Which lines run from the one containing "the mud flap" through the end of the entries? Restate them word for word, and only those.

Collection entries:
···

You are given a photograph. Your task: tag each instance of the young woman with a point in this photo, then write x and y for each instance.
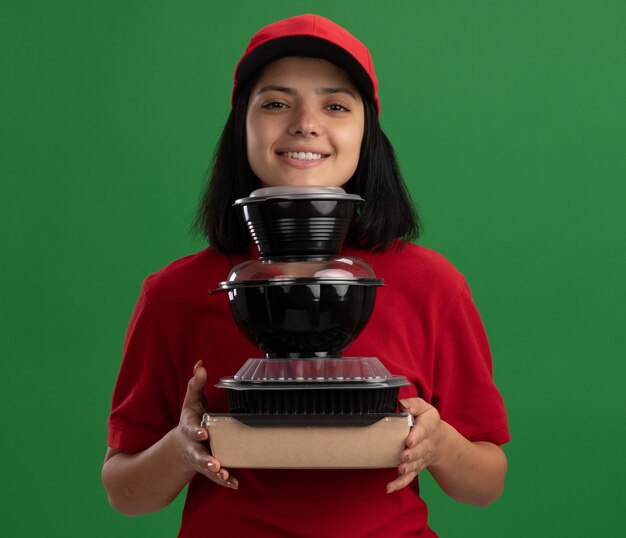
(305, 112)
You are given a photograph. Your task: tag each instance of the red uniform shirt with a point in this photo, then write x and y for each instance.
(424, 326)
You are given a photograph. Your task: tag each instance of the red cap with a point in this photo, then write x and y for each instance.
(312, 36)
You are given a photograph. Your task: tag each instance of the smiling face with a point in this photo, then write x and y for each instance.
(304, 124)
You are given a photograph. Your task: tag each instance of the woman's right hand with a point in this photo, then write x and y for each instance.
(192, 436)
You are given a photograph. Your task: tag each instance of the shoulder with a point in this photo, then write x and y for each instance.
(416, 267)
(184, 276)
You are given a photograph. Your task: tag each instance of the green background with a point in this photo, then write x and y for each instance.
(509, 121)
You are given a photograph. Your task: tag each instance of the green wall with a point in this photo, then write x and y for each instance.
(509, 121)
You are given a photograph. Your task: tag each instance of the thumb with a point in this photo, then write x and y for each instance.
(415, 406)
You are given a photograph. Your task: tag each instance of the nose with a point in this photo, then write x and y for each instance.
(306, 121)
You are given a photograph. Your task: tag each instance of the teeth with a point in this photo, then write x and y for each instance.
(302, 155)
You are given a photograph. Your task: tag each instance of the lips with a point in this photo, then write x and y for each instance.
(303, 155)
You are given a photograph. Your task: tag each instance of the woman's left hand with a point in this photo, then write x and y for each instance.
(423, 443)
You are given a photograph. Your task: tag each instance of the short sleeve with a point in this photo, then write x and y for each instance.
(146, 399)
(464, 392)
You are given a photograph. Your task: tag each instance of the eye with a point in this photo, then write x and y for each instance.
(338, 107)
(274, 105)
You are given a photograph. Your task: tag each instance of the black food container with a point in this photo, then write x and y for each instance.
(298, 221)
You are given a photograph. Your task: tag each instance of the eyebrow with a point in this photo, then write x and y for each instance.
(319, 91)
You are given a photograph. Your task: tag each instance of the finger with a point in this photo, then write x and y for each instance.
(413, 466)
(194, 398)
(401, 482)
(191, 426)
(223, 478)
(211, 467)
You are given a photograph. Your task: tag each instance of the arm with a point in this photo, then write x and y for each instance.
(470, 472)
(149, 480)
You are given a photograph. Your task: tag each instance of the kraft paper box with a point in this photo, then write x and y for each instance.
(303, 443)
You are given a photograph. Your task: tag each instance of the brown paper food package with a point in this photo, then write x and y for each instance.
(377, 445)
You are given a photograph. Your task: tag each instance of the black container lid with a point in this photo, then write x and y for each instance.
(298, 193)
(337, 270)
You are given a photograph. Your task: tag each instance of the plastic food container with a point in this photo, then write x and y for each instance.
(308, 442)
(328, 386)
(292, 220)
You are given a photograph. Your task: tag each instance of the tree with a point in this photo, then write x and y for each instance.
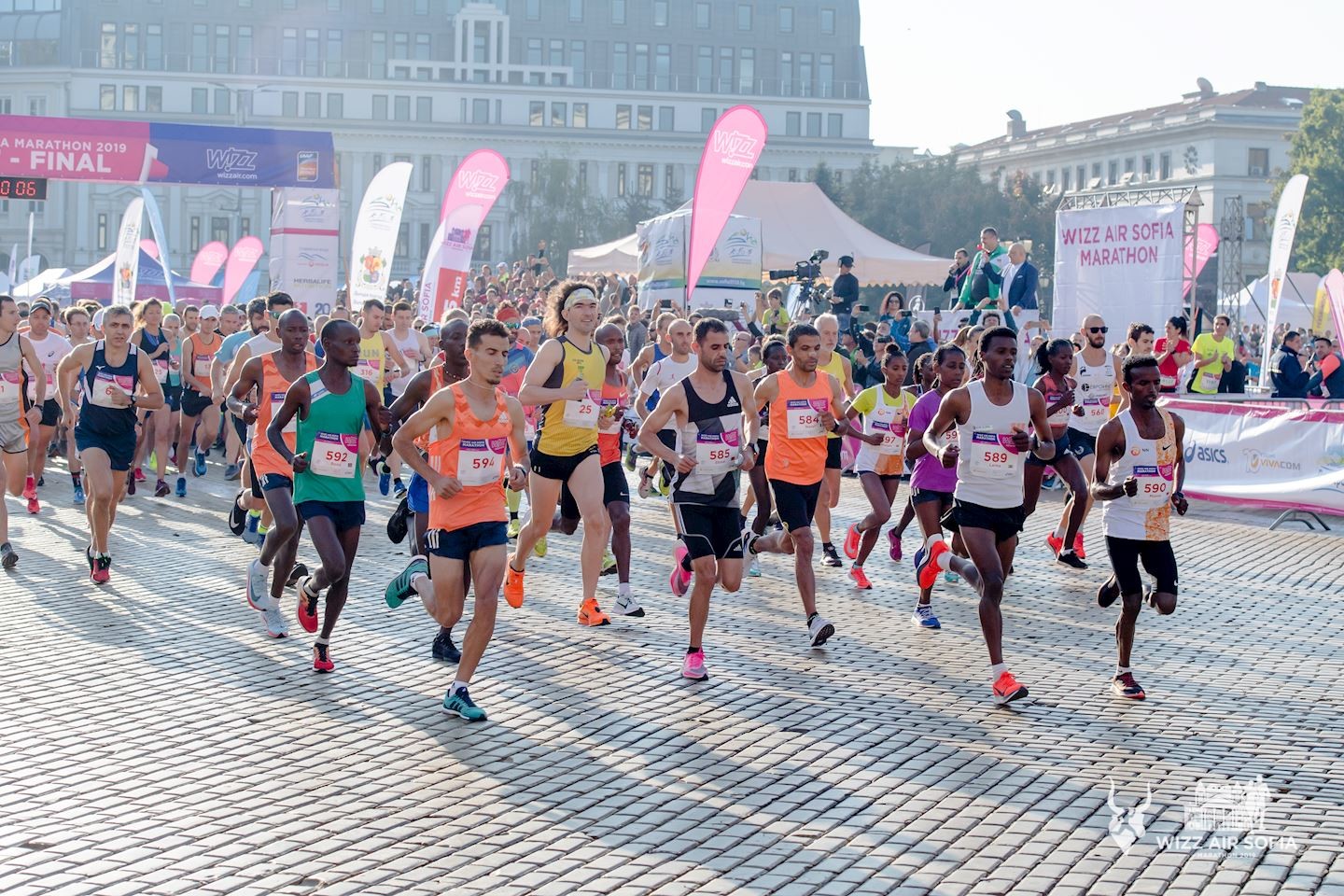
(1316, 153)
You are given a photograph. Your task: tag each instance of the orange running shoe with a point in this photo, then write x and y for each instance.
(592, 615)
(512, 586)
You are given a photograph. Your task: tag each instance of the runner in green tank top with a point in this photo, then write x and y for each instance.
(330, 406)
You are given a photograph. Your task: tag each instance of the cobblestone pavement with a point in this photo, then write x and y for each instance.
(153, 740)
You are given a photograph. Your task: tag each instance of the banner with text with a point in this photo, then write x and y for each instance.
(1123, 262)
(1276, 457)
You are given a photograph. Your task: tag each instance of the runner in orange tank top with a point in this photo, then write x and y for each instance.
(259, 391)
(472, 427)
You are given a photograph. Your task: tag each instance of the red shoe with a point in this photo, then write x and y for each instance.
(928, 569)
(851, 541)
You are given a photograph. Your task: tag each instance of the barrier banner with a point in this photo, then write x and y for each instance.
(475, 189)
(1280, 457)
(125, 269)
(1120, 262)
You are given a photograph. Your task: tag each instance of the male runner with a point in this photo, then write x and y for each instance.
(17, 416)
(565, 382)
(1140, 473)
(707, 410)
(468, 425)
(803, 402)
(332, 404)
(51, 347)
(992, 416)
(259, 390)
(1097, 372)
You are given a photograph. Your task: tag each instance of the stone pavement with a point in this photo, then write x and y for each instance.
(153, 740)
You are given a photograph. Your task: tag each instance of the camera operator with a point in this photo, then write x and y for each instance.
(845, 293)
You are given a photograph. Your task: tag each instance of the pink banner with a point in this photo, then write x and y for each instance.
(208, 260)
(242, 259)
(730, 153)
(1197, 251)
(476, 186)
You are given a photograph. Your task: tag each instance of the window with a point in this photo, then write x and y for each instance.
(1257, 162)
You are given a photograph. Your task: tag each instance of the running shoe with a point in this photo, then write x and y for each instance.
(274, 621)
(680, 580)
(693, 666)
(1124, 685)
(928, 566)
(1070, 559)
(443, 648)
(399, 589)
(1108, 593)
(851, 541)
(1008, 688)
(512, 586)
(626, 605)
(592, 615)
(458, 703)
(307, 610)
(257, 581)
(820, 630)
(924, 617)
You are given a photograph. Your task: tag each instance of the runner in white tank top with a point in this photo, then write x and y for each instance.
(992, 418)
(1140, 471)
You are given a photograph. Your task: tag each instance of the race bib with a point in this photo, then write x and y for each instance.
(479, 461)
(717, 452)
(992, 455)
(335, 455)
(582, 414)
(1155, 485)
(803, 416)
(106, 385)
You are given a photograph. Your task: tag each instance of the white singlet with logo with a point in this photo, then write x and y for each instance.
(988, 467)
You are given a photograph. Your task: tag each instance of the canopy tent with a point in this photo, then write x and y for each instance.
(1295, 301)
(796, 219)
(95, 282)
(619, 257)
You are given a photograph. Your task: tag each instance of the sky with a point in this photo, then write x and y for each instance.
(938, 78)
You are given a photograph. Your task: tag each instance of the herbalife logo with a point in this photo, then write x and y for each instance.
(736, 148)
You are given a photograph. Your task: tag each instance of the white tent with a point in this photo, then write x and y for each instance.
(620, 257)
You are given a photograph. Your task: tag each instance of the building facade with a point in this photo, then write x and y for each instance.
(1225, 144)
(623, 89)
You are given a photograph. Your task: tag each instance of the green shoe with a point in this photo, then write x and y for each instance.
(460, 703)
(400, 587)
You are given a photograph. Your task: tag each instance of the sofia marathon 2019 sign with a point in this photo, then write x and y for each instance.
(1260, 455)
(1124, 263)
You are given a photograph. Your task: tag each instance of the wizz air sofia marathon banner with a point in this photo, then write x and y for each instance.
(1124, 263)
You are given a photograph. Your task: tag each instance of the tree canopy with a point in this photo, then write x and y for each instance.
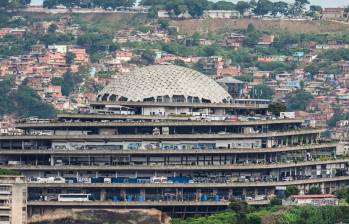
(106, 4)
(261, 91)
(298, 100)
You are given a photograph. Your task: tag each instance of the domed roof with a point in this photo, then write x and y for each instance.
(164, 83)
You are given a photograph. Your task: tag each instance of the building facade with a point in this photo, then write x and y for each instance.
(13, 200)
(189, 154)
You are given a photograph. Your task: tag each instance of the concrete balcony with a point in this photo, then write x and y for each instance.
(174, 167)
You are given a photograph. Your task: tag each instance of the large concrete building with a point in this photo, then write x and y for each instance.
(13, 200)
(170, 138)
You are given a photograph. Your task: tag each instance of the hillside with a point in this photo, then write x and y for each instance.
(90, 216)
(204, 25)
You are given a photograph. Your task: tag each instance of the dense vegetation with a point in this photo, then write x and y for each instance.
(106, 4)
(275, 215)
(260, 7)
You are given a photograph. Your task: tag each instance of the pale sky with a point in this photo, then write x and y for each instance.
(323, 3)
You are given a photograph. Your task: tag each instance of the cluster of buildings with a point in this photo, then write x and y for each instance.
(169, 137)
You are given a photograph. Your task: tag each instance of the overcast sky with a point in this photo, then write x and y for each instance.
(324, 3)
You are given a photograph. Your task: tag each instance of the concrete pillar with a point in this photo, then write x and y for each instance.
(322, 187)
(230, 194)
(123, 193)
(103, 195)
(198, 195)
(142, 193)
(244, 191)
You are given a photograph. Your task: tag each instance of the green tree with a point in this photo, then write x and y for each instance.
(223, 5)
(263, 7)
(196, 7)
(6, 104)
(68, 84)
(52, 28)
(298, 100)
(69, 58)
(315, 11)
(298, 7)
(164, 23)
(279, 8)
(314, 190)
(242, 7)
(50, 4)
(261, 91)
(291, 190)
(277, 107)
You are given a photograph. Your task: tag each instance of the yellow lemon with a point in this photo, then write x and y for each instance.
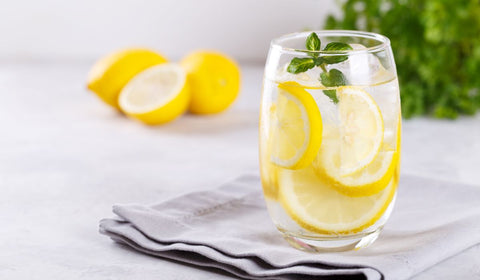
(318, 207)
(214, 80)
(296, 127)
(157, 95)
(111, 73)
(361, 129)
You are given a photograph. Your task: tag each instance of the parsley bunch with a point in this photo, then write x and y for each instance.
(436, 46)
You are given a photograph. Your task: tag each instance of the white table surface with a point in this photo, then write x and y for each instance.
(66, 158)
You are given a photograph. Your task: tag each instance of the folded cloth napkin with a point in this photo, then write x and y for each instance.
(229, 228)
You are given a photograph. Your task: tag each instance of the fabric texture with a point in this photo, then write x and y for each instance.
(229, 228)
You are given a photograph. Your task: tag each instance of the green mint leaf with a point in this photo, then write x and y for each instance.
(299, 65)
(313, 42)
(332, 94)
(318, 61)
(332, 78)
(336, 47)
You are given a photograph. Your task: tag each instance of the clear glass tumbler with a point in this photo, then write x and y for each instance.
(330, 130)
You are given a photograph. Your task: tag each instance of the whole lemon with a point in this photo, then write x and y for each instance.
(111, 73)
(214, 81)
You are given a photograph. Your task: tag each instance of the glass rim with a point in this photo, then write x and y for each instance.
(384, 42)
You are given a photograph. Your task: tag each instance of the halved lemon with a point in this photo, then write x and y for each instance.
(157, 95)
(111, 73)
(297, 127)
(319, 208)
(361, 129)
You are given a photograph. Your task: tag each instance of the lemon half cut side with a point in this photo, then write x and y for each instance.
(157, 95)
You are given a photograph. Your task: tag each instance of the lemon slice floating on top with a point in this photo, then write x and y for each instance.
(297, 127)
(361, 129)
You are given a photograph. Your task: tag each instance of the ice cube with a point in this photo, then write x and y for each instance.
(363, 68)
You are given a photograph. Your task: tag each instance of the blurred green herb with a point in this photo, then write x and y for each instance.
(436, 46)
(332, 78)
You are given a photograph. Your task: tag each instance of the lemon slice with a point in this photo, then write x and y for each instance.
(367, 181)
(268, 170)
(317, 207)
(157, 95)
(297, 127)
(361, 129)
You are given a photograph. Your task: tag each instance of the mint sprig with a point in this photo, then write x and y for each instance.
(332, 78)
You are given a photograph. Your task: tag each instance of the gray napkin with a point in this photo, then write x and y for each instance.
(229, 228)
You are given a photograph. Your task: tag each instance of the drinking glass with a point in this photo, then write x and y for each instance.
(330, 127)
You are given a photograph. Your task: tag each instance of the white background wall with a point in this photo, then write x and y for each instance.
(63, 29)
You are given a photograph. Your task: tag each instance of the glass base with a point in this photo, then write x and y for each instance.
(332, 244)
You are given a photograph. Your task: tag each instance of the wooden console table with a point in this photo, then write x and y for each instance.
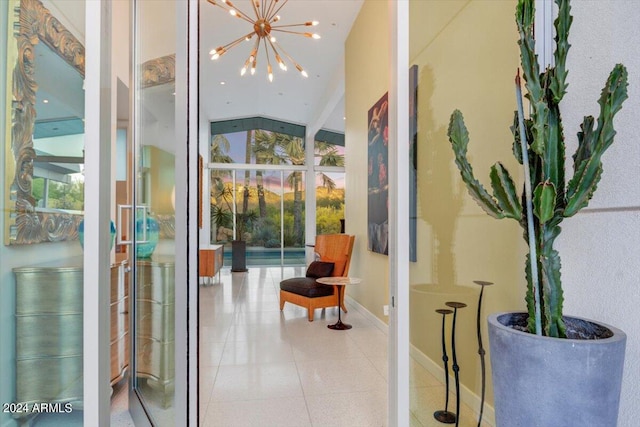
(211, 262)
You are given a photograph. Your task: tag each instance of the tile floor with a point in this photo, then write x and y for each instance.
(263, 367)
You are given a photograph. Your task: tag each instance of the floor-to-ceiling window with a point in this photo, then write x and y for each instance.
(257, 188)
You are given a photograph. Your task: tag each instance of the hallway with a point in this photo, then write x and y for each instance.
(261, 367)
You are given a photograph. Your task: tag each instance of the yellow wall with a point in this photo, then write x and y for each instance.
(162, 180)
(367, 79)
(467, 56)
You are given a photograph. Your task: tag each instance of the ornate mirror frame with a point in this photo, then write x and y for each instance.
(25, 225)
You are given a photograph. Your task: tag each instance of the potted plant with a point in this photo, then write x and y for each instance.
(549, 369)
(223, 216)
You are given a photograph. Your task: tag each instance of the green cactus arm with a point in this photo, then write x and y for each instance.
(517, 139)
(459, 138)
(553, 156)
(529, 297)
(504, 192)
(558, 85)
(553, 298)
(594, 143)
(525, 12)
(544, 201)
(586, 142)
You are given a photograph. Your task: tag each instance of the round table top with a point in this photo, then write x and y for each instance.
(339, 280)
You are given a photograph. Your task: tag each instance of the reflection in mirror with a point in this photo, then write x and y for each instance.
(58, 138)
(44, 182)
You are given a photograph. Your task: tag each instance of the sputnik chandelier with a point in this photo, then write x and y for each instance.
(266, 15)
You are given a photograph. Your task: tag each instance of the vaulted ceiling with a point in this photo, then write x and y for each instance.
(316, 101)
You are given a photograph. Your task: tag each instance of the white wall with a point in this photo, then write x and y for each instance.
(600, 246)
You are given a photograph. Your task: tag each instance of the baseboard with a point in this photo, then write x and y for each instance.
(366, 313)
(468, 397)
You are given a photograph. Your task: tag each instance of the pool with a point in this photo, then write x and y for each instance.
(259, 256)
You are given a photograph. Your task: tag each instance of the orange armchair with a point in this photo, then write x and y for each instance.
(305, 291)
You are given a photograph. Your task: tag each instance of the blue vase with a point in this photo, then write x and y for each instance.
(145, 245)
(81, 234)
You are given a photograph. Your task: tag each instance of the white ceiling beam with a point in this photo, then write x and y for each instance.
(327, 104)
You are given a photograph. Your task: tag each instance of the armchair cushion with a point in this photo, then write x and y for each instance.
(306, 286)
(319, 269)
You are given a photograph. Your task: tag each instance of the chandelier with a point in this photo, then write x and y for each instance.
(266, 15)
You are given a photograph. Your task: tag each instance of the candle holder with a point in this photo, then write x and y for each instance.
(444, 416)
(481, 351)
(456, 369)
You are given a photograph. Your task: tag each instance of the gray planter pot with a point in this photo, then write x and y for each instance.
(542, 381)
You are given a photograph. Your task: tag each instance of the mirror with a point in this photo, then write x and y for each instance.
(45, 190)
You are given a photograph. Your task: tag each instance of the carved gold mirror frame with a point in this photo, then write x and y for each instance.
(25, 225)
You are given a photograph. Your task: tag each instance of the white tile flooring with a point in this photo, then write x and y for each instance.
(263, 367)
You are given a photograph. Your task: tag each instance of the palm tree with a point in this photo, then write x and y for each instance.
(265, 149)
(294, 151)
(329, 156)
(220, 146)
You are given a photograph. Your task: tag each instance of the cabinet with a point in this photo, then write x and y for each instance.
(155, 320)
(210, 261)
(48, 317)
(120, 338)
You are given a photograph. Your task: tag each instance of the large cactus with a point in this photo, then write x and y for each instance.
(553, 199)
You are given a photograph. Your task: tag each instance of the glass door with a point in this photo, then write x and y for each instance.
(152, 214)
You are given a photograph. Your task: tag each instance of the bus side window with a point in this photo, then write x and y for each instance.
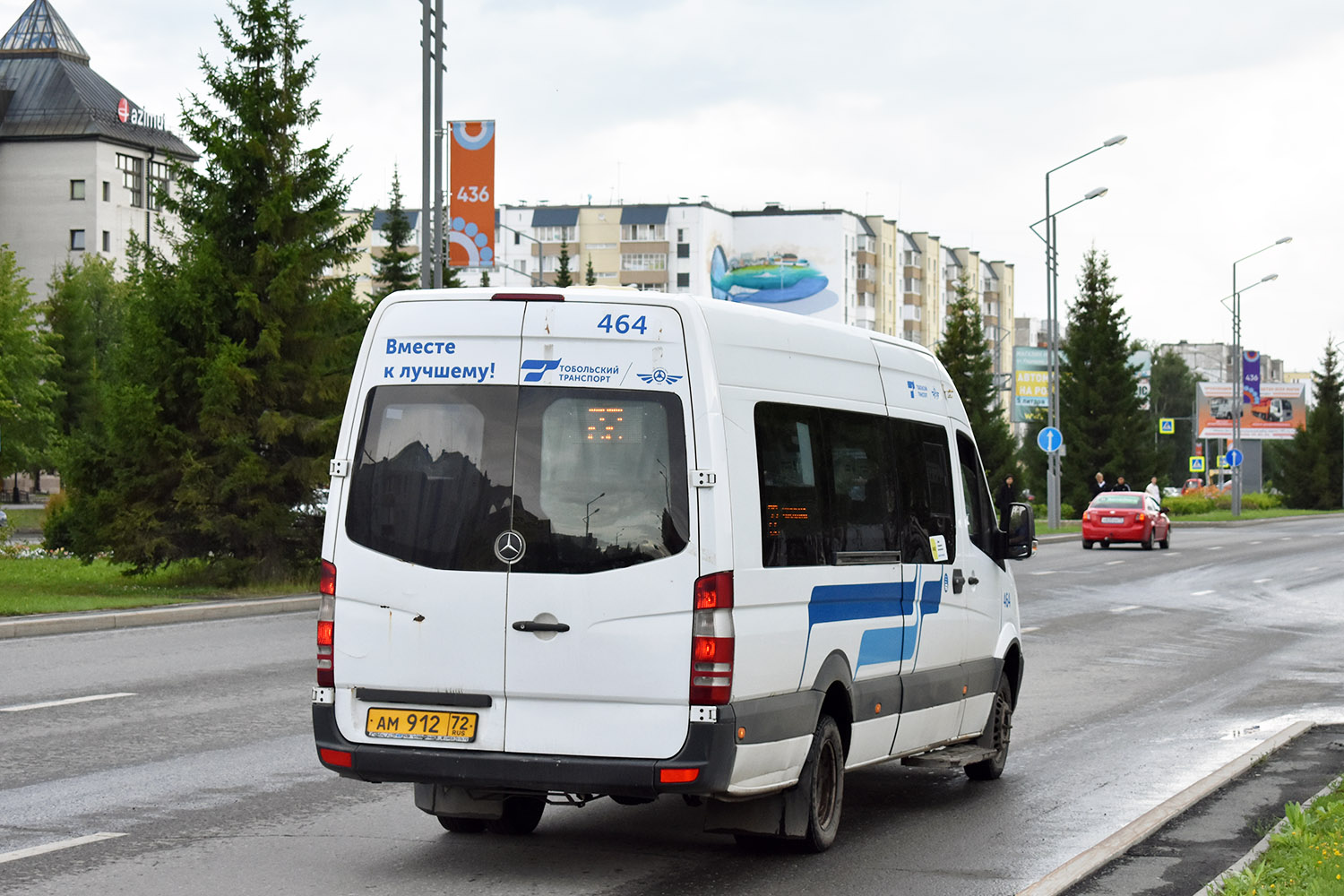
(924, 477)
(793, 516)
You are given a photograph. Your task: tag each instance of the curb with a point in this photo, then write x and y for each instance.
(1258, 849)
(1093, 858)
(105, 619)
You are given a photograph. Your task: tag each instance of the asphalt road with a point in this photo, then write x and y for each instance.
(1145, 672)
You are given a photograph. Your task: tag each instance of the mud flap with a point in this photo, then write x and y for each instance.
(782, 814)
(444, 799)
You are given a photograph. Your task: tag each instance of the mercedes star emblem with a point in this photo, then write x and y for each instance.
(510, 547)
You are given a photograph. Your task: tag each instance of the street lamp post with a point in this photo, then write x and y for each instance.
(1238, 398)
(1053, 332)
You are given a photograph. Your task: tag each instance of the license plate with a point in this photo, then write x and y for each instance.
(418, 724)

···

● **Result for this exercise**
You are given a photograph. Your task: tag each instance of the mud flap with a point in this photo, then write x and y for each instance.
(782, 814)
(444, 799)
You are given a photograph. Your task: tag each instance of the mercedes star emblem with a point in this photo, then write x and y for each instance.
(510, 547)
You are given a photograph. Your task: tag each instance of the street lamp post with a point in this photo, then write x and y for each instance.
(1238, 398)
(1053, 332)
You are given a photograph. Your task: tag each instance of the license plate with a point in this photo, then write x and y for each instance.
(418, 724)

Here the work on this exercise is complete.